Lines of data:
------------------------
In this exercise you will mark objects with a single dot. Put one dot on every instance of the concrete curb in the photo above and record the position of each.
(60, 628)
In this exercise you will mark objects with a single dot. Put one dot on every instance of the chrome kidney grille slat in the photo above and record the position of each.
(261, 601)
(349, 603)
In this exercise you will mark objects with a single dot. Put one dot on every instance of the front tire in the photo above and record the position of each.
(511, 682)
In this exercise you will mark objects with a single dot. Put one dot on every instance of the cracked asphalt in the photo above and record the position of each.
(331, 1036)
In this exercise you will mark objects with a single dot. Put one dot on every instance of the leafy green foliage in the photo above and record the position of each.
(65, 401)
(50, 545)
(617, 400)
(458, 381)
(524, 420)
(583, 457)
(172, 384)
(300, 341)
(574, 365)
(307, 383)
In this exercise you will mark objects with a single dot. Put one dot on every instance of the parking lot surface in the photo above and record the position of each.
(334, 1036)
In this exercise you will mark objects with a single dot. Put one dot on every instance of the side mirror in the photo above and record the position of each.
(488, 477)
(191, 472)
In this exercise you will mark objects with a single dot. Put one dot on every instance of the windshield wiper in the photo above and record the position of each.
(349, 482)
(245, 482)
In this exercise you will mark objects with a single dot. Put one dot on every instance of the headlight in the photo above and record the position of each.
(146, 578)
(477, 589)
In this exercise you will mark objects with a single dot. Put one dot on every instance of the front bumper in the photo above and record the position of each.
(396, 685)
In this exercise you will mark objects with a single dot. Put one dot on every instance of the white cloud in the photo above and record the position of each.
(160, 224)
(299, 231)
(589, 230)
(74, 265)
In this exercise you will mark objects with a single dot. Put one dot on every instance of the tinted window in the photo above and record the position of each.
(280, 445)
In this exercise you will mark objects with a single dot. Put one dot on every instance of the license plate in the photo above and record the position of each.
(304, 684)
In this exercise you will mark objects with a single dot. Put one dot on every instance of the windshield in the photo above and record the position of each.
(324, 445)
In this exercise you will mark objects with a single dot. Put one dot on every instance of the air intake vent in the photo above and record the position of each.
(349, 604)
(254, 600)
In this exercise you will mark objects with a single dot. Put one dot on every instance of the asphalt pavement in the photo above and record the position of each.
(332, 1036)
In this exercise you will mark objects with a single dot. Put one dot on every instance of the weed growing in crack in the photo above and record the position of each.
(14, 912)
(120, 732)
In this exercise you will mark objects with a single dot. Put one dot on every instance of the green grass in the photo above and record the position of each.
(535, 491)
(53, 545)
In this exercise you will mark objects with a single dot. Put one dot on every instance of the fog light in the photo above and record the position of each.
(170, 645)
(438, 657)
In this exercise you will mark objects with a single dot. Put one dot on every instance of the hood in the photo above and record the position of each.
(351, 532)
------------------------
What is needed: Copy the items from the line containing "of the asphalt" through the line containing "(332, 1036)", both included, keeping each request as it is and raising every coordinate number by 143.

Answer to this exercise:
In this exercise you will mark objects with a single dot. Put one dot on every instance of the asphalt pavement in the photo above and record the position of each.
(475, 1179)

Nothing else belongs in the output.